STATED EXERCISE
Render every line of the items below as a JSON list of strings, with one string per line and blank lines omitted. Leave the pictures out of the answer.

RECORDS PROVIDED
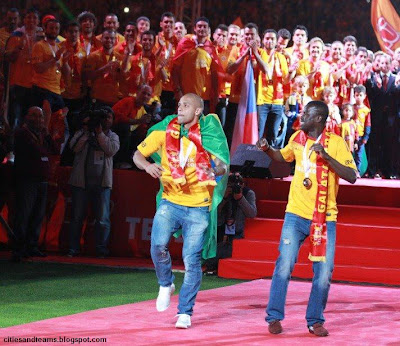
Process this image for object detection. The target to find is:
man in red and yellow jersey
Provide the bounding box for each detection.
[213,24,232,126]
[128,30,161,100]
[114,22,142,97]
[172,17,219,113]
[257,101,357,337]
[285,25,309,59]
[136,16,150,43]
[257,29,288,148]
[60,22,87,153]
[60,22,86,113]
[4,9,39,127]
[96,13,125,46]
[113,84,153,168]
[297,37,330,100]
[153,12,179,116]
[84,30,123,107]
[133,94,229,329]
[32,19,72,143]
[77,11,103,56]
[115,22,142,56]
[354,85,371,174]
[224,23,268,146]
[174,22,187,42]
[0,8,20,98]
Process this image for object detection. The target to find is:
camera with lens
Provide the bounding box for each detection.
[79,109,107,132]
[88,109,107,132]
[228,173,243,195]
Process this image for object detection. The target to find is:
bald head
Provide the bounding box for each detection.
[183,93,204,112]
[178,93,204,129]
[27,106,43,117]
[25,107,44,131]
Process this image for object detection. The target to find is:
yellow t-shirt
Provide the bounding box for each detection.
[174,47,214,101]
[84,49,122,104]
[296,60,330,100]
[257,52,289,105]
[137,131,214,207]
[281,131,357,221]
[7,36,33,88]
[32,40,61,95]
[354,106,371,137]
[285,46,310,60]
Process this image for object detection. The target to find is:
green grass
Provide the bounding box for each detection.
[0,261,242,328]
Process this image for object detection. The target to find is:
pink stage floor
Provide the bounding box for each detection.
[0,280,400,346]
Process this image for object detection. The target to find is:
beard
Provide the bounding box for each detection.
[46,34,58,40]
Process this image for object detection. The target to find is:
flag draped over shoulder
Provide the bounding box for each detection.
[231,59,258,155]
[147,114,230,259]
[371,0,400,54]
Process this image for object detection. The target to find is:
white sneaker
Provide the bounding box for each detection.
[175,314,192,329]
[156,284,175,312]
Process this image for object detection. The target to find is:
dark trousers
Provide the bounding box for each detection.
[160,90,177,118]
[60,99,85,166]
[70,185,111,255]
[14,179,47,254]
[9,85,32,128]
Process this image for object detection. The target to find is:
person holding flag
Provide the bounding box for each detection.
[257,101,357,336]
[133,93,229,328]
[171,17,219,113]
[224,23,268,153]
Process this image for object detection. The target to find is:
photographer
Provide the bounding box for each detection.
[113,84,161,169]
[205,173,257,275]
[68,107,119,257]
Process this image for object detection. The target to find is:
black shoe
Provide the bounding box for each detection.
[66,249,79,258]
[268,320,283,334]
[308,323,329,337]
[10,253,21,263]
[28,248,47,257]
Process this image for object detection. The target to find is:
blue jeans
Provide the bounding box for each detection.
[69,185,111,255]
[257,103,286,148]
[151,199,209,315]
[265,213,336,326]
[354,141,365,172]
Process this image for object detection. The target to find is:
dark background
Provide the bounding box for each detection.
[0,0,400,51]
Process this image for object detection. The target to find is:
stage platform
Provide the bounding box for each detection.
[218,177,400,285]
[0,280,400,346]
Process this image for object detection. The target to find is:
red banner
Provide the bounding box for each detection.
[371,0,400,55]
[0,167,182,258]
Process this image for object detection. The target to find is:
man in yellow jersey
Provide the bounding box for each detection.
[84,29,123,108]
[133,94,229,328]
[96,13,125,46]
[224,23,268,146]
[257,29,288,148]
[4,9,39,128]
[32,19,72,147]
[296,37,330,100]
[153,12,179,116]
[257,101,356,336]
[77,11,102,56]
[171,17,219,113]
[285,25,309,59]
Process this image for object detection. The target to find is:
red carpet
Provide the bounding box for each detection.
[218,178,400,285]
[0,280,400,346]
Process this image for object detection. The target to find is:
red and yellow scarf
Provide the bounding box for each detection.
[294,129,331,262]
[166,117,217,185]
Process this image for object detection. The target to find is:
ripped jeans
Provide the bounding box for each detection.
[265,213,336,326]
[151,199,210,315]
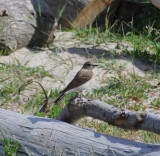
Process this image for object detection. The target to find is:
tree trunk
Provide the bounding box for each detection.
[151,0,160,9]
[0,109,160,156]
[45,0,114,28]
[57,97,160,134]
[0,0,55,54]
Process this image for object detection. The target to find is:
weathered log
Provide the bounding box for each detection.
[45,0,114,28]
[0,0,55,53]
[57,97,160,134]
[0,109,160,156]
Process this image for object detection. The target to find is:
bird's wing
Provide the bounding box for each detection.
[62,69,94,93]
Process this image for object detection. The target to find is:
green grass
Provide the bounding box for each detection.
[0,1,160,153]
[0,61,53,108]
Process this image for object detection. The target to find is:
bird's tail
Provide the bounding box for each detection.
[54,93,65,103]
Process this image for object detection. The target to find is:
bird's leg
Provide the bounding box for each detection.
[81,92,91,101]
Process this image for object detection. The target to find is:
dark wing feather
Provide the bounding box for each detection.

REPLY TO THE TASK
[
  "Process this image for object detection. The target to find is:",
  "man in red and yellow jersey",
  "Provide the bounding box for each detection.",
  "[213,24,232,126]",
  "[128,30,161,100]",
  "[114,22,142,97]",
  "[172,17,219,113]",
  "[257,101,357,337]",
  "[285,25,309,59]",
  "[136,16,150,43]",
  "[257,29,288,148]",
  "[60,22,87,153]",
  "[60,22,86,113]",
  "[4,9,39,127]",
  "[96,13,125,46]",
  "[113,84,153,168]",
  "[297,37,330,100]",
  "[153,12,179,116]",
  "[84,30,123,107]",
  "[133,94,229,329]",
  "[32,19,72,143]",
  "[77,11,103,56]",
  "[115,22,142,56]",
  "[354,85,371,174]",
  "[224,23,268,146]",
  "[174,22,187,42]",
  "[0,8,20,98]",
  "Process this image for object detection. The target to find is:",
  "camera with lens",
  "Provide the bounding box for each detection.",
  "[79,109,107,132]",
  "[88,109,107,132]",
  "[228,173,243,195]",
  "Process this image for object detection. The target to find is:",
  "bald head",
  "Provide the bounding box for each detection.",
  "[183,93,204,112]",
  "[178,93,204,129]",
  "[27,106,43,117]",
  "[25,107,44,131]",
  "Process this image for object detection. The target to find is:",
  "yellow t-shirt",
  "Provide the bounding box for each detection.",
  "[174,47,214,101]",
  "[84,49,122,104]",
  "[296,60,330,100]",
  "[257,52,289,105]",
  "[137,131,214,207]",
  "[281,131,357,221]",
  "[7,36,33,88]",
  "[32,40,61,95]",
  "[354,106,371,137]",
  "[285,46,310,60]",
  "Process this image for object detection. The target to find is:",
  "green grass",
  "Provide the bounding box for each detection.",
  "[0,261,242,328]",
  "Process this image for object detection. The target to find is:",
  "pink stage floor",
  "Provide the bounding box for each detection.",
  "[0,280,400,346]",
  "Process this image for object detection. The target to find is:",
  "beard",
  "Provide the bounding box for each detection.",
  "[46,34,58,40]",
  "Process this image for object detection. The target to find is:",
  "flag draped over shoulder",
  "Provide the bounding box for each detection.",
  "[231,59,258,155]",
  "[147,114,230,259]",
  "[371,0,400,54]",
  "Process this image for object detection. The target to find is:",
  "white sneaker",
  "Provide the bounding box for each detection.",
  "[175,314,192,329]",
  "[156,284,175,312]",
  "Process this image for object detection. The target to find is:",
  "dark trousers",
  "Provide the bounding box for each detection.",
  "[160,90,177,118]",
  "[60,99,85,166]",
  "[70,185,111,255]",
  "[14,179,47,254]",
  "[9,85,32,128]",
  "Process this image for object detection. The target to find is:",
  "person holding flag",
  "Provide the bounding box for each detection.",
  "[257,101,357,336]",
  "[133,93,229,328]",
  "[171,17,219,113]",
  "[224,23,268,153]",
  "Process this image for object detection. The target to find is:",
  "photographer",
  "Provide the bounding box for each detection.",
  "[113,84,161,169]",
  "[205,173,257,275]",
  "[68,107,119,257]",
  "Process this image for object detection. The target to find is:",
  "black shoe",
  "Provide the bounding box for each detection.",
  "[66,249,79,258]",
  "[268,320,283,334]",
  "[308,323,329,337]",
  "[10,253,21,263]",
  "[28,248,47,257]",
  "Process this image for object detection. The target to find is:",
  "blue jeans",
  "Provide the bounding box for each detection.",
  "[69,185,111,255]",
  "[257,103,286,148]",
  "[151,199,209,315]",
  "[265,213,336,326]",
  "[354,141,365,172]",
  "Process this image for object detection. The target to find is:",
  "dark background",
  "Provide the bounding box for each detection.",
  "[0,0,400,51]",
  "Process this image for object detection. The target to find is:",
  "stage platform",
  "Provide the bounding box for each detection.",
  "[218,177,400,285]",
  "[0,280,400,346]",
  "Process this image for object detection. The target to find is:",
  "red banner",
  "Provide the bounding box for each detection.",
  "[371,0,400,55]",
  "[0,167,182,258]",
  "Process this image for object detection. The target to find is:",
  "man in yellow jersey",
  "Provide the bounding box for each detection.",
  "[84,29,123,108]",
  "[133,94,229,328]",
  "[96,13,125,46]",
  "[224,23,268,146]",
  "[257,29,288,148]",
  "[4,9,39,128]",
  "[32,19,72,147]",
  "[296,37,330,100]",
  "[153,12,179,116]",
  "[257,101,356,336]",
  "[77,11,102,56]",
  "[171,17,219,113]",
  "[285,25,309,59]",
  "Process this image for object detection. The target to find is:",
  "red carpet",
  "Provide the bounding box for each detection.",
  "[218,178,400,285]",
  "[0,280,400,346]",
  "Process this image for object detection. The target to find is:",
  "red and yellow scarf",
  "Provide the bounding box for each detection.",
  "[294,129,331,262]",
  "[166,117,217,185]",
  "Process this image for object detection. The target to find is:",
  "ripped jeans",
  "Provide the bounding box for each detection.",
  "[265,213,336,326]",
  "[151,199,210,315]",
  "Process this image for object detection. The target to find is:",
  "tree trunk",
  "Provide the bounding box for each detection.",
  "[151,0,160,9]",
  "[0,109,160,156]",
  "[45,0,114,28]",
  "[57,97,160,134]",
  "[0,0,55,54]",
  "Process this image for object detection. The target to find is:",
  "weathered log",
  "Provide the bounding box for each detection.",
  "[45,0,114,28]",
  "[0,0,55,53]",
  "[57,97,160,134]",
  "[0,109,160,156]",
  "Process this image for object detection. The target to find is:",
  "bird's wing",
  "Provide the bounding box for each detection.",
  "[62,69,94,93]",
  "Process this image for object detection. The target to find is:",
  "green grass",
  "Provide the bounding box for each detection.",
  "[0,1,160,153]",
  "[0,61,53,108]",
  "Process this image for object detection. The target to find is:",
  "bird's tail",
  "Provide the bounding box for each detection.",
  "[54,93,65,103]",
  "Process this image for object detection. The target to find is:",
  "bird's leg",
  "Provide the bounding box for each detection.",
  "[81,92,91,101]",
  "Process this image for object detection. The target to find is:",
  "dark wing feather",
  "Provide the bounding box for each detection."
]